- **Problem requirements**: Copy the part of the records that opens with the line containing "segment returns the" and closes with the line containing "124], [176, 122]]]", swapping "eyelash" for "eyebrow" and changing nothing else. Leave the pictures out.

-----

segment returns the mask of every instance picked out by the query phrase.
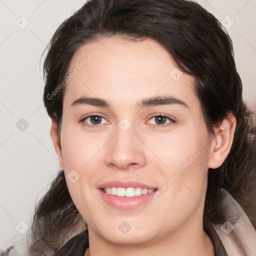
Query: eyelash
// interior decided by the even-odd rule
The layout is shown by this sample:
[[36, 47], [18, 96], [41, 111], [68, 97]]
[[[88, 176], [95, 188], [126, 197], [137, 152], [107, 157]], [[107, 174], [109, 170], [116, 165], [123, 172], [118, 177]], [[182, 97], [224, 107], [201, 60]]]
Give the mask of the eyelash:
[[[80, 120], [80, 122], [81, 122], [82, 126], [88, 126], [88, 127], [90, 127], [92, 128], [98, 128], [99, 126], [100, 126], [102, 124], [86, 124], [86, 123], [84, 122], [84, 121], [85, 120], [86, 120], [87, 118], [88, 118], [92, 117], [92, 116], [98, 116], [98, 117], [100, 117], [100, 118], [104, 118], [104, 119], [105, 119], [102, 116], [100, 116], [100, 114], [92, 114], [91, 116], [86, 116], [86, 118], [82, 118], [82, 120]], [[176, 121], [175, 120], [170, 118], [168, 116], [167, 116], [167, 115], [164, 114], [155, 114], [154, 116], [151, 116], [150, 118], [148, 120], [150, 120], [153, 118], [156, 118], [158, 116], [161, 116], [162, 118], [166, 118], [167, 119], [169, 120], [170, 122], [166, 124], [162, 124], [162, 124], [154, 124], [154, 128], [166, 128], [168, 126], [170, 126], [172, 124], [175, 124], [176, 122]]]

-----

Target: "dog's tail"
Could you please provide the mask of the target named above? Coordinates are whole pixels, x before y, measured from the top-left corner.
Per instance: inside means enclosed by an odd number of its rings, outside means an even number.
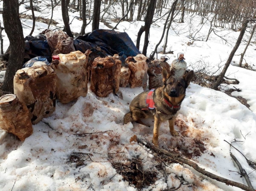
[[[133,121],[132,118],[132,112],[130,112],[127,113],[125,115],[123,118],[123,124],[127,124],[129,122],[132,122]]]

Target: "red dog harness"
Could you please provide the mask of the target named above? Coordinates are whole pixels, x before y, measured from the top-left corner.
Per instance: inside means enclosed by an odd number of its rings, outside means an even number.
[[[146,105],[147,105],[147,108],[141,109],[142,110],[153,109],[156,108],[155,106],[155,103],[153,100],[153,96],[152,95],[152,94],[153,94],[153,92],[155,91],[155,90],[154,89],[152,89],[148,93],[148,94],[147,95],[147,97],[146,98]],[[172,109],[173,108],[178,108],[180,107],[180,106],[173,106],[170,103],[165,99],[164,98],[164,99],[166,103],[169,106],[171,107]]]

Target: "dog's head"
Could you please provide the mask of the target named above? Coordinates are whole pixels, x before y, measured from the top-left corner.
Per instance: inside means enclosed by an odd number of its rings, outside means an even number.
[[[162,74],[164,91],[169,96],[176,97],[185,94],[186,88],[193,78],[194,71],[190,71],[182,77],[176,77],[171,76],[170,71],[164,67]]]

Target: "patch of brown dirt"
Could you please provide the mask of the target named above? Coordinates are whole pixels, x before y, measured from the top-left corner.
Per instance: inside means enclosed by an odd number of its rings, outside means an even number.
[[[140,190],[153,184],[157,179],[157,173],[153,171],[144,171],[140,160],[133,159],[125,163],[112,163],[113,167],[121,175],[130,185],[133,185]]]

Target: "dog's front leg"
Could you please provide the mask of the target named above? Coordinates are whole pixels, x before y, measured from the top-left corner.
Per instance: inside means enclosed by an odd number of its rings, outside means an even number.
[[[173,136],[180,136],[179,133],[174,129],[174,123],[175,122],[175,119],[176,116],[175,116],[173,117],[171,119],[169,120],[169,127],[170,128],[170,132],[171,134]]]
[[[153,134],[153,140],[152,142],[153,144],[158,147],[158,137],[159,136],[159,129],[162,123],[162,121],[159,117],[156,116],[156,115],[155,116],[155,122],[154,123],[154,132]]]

-----

- **Task solution**:
segment returns the mask of every instance picked out by the query phrase.
Query: eyebrow
// interior decided by the even-odd rule
The layout is shown by this sample:
[[36, 47], [18, 96], [41, 111], [68, 97]]
[[[88, 176], [95, 188], [126, 197], [137, 152], [107, 157]], [[107, 174], [109, 170], [116, 165], [123, 172], [118, 177]], [[182, 97], [224, 107], [201, 60]]]
Give the mask of the eyebrow:
[[[80, 120], [80, 122], [81, 122], [82, 126], [88, 126], [88, 127], [90, 127], [92, 128], [98, 128], [99, 126], [100, 126], [102, 124], [86, 124], [86, 123], [84, 122], [84, 121], [85, 120], [86, 120], [87, 118], [88, 118], [92, 117], [92, 116], [98, 116], [98, 117], [100, 117], [100, 118], [104, 118], [104, 119], [105, 119], [102, 116], [100, 116], [100, 114], [92, 114], [91, 116], [86, 116], [86, 118], [82, 118], [82, 120]], [[176, 121], [175, 120], [170, 118], [168, 116], [167, 116], [167, 115], [164, 114], [155, 114], [154, 116], [151, 116], [150, 118], [148, 120], [150, 120], [153, 118], [156, 118], [158, 116], [161, 116], [162, 118], [166, 118], [167, 119], [169, 120], [170, 122], [166, 124], [162, 124], [162, 124], [154, 124], [154, 128], [166, 128], [168, 126], [170, 126], [172, 124], [175, 124], [176, 122]]]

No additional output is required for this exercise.